Task to complete - Skip all lines in the entries below that come before the one containing "Drop a marker on the wooden". Repeat that line and the rest exactly.

Excerpted data -
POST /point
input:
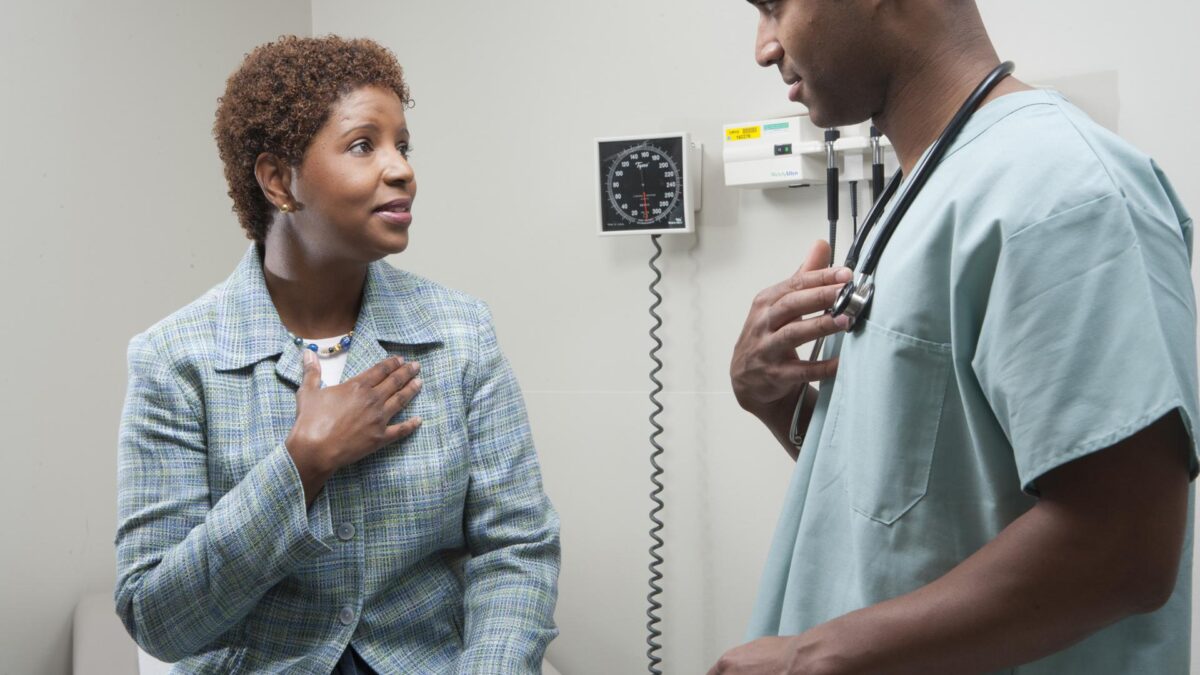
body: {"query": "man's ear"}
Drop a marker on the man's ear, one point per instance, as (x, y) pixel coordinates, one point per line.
(275, 179)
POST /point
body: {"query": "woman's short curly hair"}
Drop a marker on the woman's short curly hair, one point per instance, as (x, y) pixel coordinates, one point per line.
(280, 97)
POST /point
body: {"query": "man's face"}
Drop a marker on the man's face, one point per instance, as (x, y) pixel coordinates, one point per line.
(827, 54)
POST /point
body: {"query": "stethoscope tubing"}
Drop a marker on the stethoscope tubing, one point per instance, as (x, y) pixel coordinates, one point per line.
(856, 297)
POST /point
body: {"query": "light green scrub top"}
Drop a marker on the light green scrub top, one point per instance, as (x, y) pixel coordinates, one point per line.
(1033, 306)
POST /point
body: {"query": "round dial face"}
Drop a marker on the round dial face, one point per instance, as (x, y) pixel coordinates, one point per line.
(642, 184)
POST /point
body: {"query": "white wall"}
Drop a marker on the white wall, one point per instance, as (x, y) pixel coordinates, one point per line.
(509, 96)
(114, 214)
(117, 215)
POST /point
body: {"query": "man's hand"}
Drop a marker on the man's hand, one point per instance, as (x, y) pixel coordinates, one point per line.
(765, 656)
(768, 376)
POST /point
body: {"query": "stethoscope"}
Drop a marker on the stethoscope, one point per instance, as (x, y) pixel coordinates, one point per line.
(855, 299)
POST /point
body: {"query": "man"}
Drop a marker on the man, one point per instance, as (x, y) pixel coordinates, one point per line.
(995, 473)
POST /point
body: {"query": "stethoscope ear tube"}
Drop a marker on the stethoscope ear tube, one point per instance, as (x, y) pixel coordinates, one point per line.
(855, 298)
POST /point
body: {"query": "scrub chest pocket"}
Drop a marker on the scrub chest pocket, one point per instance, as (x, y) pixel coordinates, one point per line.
(886, 459)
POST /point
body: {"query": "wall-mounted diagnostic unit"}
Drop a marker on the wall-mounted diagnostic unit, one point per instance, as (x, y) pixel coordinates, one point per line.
(648, 184)
(792, 151)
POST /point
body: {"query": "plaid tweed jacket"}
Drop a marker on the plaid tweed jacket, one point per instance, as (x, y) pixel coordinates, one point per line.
(436, 554)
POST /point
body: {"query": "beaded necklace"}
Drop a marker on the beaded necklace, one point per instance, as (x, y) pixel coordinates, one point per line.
(341, 346)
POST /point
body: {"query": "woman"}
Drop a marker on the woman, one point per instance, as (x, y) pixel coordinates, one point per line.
(274, 521)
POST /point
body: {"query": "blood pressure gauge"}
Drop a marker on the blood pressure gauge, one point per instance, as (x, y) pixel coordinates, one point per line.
(645, 184)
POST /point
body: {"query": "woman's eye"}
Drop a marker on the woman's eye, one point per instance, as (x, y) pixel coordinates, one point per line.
(767, 6)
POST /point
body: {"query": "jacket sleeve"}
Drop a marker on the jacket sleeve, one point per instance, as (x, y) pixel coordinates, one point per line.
(189, 569)
(511, 527)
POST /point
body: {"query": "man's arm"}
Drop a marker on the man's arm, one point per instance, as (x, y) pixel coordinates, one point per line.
(767, 375)
(1102, 543)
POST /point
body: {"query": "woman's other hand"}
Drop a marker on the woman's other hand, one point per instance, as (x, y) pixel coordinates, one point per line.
(339, 425)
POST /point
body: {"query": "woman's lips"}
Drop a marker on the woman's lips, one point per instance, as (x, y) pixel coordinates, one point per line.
(396, 211)
(396, 217)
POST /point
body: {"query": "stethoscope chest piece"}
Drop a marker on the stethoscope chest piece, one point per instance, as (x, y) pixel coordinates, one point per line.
(855, 299)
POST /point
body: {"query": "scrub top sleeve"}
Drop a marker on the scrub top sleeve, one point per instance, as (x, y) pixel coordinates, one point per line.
(1089, 334)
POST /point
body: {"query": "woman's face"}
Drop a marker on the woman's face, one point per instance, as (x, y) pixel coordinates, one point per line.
(354, 184)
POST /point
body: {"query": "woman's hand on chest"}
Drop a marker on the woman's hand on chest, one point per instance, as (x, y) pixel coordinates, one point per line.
(339, 425)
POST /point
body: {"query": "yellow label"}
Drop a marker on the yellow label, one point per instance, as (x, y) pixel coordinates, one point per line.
(743, 133)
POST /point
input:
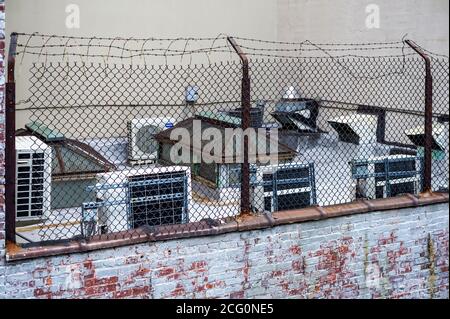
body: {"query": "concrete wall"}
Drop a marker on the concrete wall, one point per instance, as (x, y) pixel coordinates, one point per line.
(425, 21)
(392, 254)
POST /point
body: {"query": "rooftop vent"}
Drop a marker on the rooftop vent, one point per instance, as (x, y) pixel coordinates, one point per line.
(356, 128)
(440, 139)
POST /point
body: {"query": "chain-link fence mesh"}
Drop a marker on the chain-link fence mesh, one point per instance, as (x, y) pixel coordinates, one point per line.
(117, 136)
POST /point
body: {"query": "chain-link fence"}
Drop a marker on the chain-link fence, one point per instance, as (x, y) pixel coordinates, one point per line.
(116, 136)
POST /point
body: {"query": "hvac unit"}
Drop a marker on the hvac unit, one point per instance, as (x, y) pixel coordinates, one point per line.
(387, 176)
(133, 198)
(34, 161)
(141, 143)
(283, 187)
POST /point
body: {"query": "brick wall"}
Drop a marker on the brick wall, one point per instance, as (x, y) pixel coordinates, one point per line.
(2, 132)
(392, 254)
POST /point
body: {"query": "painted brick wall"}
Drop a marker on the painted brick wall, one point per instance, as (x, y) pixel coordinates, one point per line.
(394, 254)
(397, 254)
(2, 132)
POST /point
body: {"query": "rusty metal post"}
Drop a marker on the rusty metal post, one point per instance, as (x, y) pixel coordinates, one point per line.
(428, 116)
(246, 105)
(10, 145)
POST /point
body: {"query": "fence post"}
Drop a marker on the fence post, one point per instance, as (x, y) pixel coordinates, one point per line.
(10, 145)
(428, 116)
(246, 105)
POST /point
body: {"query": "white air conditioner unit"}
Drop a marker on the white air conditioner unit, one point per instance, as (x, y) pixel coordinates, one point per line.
(283, 187)
(387, 176)
(147, 196)
(33, 178)
(141, 142)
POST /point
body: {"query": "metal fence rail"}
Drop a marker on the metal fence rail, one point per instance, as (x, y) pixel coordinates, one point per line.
(113, 136)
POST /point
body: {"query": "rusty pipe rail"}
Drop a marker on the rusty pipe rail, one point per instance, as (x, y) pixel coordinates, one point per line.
(10, 144)
(428, 115)
(246, 105)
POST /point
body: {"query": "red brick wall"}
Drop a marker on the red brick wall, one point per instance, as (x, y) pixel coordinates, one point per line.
(392, 254)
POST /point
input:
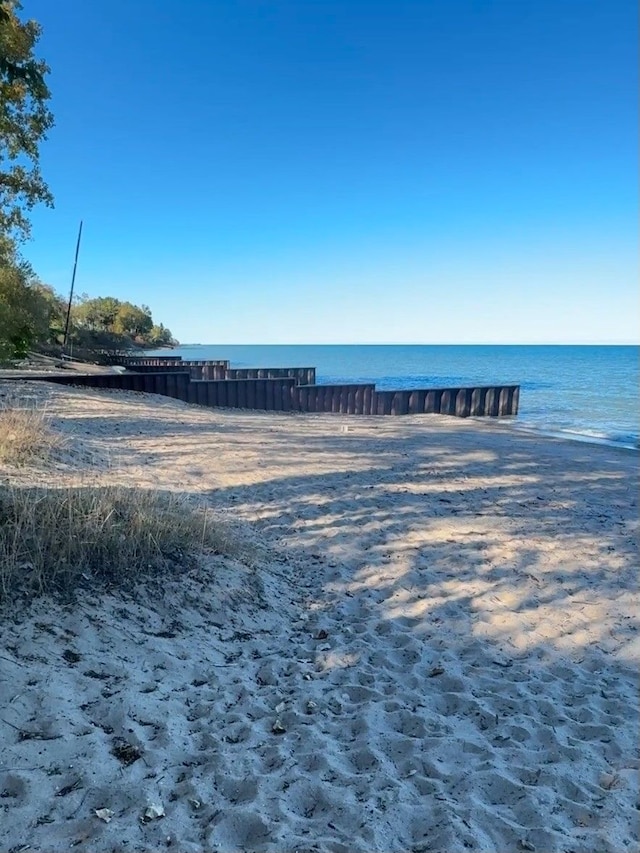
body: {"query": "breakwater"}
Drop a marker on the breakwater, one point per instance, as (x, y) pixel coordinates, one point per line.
(216, 384)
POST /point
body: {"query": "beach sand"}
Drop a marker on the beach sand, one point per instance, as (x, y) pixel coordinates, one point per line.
(434, 647)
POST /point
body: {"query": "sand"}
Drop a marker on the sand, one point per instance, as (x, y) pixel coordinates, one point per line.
(434, 648)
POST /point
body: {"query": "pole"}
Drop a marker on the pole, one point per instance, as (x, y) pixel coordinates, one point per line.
(73, 280)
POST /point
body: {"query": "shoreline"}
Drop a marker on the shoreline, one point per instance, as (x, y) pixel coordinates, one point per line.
(436, 647)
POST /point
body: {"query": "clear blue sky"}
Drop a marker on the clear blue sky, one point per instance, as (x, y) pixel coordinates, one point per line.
(347, 171)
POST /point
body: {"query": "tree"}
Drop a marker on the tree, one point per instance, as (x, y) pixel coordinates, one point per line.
(24, 121)
(136, 323)
(25, 313)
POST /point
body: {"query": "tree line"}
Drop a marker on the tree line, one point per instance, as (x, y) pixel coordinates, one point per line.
(32, 315)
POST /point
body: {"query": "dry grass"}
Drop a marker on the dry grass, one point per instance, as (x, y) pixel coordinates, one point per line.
(25, 433)
(54, 538)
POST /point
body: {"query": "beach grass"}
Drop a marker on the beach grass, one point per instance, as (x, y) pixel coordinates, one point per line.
(61, 538)
(25, 433)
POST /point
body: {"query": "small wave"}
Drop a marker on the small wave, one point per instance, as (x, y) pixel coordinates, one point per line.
(628, 441)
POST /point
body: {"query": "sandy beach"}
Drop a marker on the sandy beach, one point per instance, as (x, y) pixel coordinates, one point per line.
(431, 645)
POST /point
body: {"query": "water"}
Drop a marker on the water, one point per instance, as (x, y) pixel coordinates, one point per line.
(588, 393)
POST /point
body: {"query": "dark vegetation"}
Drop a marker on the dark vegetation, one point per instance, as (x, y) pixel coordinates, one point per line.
(32, 315)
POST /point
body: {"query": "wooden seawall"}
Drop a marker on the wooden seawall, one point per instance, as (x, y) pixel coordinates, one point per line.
(290, 390)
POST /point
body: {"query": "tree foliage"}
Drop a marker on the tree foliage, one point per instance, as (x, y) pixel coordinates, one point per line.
(26, 312)
(114, 325)
(24, 121)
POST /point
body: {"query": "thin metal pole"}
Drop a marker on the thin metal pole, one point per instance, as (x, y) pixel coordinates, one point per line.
(73, 280)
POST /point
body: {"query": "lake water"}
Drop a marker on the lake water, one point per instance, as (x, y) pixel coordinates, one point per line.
(589, 393)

Response area -
Drop a marker on the wooden seawall, one point per instance, as (x, y) pixel coordinates, one point per line.
(290, 390)
POST /point
body: {"query": "tree foliage"}
Drop a marker on the tree foliage, one point per instance, as (x, y) pixel coordinates, one point per line.
(26, 312)
(114, 325)
(24, 121)
POST /point
body: {"query": "thin metal pole"}
Drop a marker on the thin metal pole, one point per instance, as (x, y) pixel coordinates, one point per line.
(73, 280)
POST /point
body: {"query": "lake water"}
Drop a marker on the lake water, one point per instance, as (x, y) pixel coordinates, one point per line.
(589, 393)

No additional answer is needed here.